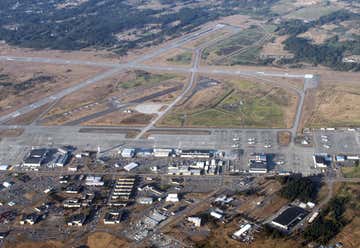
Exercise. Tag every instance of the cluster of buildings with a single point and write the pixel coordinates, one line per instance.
(166, 152)
(122, 191)
(52, 157)
(197, 168)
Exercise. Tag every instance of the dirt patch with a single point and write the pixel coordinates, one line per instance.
(170, 58)
(234, 102)
(284, 138)
(148, 108)
(275, 48)
(105, 240)
(35, 81)
(121, 118)
(316, 35)
(9, 133)
(335, 105)
(49, 244)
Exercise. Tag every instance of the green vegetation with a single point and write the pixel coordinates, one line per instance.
(183, 58)
(351, 172)
(95, 23)
(145, 78)
(312, 12)
(241, 48)
(329, 223)
(297, 187)
(241, 104)
(9, 86)
(330, 53)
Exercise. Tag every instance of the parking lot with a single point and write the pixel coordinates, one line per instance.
(337, 142)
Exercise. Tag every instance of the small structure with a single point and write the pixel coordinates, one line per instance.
(131, 166)
(94, 181)
(30, 219)
(258, 163)
(4, 167)
(122, 191)
(112, 217)
(62, 159)
(145, 200)
(128, 153)
(76, 220)
(195, 220)
(172, 197)
(161, 152)
(216, 215)
(321, 160)
(35, 158)
(244, 229)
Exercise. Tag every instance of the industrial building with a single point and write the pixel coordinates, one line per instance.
(290, 217)
(35, 158)
(258, 163)
(163, 152)
(112, 217)
(94, 181)
(123, 189)
(128, 153)
(131, 166)
(196, 153)
(322, 160)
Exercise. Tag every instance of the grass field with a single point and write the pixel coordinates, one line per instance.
(119, 89)
(235, 103)
(312, 12)
(336, 105)
(144, 78)
(237, 49)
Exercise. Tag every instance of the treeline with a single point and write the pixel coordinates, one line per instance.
(298, 187)
(94, 23)
(294, 27)
(331, 53)
(329, 223)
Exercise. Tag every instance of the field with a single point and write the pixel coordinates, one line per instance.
(241, 48)
(35, 81)
(351, 172)
(350, 234)
(312, 12)
(335, 104)
(275, 48)
(182, 58)
(233, 103)
(113, 101)
(5, 133)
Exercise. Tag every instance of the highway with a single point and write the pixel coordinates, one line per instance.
(194, 70)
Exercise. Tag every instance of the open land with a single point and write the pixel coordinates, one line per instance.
(234, 103)
(35, 81)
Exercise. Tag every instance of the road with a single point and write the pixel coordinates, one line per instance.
(135, 64)
(178, 99)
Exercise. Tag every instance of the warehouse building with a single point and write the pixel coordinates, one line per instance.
(36, 157)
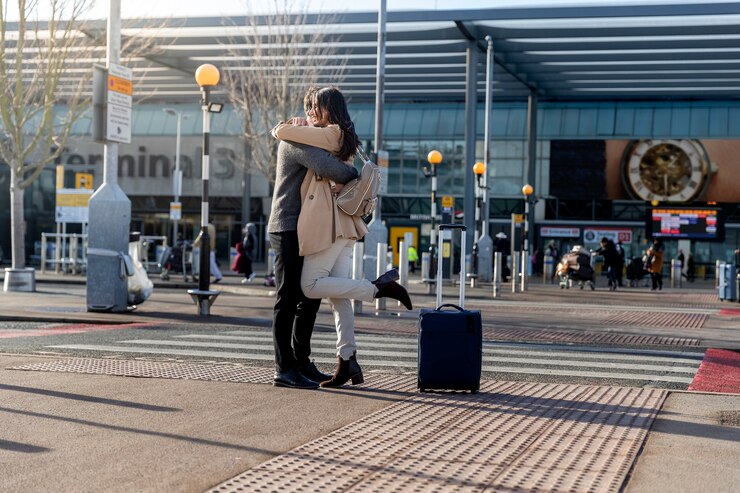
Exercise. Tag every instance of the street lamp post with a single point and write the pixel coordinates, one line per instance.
(479, 169)
(434, 158)
(207, 76)
(177, 178)
(527, 191)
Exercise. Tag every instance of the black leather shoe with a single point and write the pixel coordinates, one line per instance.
(293, 379)
(394, 291)
(310, 371)
(346, 370)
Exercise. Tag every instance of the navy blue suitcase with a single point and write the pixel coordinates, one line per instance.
(450, 338)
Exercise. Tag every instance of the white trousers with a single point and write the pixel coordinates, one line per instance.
(326, 274)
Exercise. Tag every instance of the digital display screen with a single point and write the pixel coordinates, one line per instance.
(686, 223)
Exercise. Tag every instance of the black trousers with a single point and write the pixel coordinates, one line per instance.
(294, 315)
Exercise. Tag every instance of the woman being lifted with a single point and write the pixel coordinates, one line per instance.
(326, 235)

**What is expected:** The output must consist solely of the lines from the one containing "Exercise. Tag every instance of the black leather" through the end of the listing, unaltered.

**Finished exercise:**
Exercise. Tag every instance of the black leather shoe with a single point and write the pixel coordinates, one line per instance.
(293, 379)
(394, 291)
(310, 371)
(346, 370)
Exercise. Tag every instance of the navy blue suitcase with a single point and write the pixel coordinates, one line per instance.
(450, 338)
Exercise. Tag every instance of the white trousers with a single point and write the pixel coordinates, one line per instance.
(326, 274)
Exercise. Tag every instance of the digital display screen with a single point and write the pixel coordinates, one line per instance.
(686, 223)
Exercise. Tag every instance of the black trousers with a single point and write the pixel coordinates, one line per instance.
(294, 315)
Exercise. Tag every instance of the woman being lifted with a single point and write the pixel coordinates, one line per instance.
(326, 235)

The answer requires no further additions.